**Work task:** Across all the entries, tally the lines holding the word "query", and give the number by itself.

Items from a dataset:

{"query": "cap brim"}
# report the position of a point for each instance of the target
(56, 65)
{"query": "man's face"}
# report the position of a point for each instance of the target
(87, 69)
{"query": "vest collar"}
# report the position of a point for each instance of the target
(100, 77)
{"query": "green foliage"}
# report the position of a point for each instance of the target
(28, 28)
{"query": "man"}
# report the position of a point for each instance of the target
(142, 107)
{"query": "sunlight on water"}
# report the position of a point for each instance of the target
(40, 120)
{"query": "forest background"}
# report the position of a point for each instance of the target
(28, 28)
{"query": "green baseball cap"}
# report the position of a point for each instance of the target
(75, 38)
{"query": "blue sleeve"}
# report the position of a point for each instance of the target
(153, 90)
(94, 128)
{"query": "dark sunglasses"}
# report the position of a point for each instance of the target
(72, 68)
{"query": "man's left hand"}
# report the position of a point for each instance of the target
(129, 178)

**Reply to the task:** 11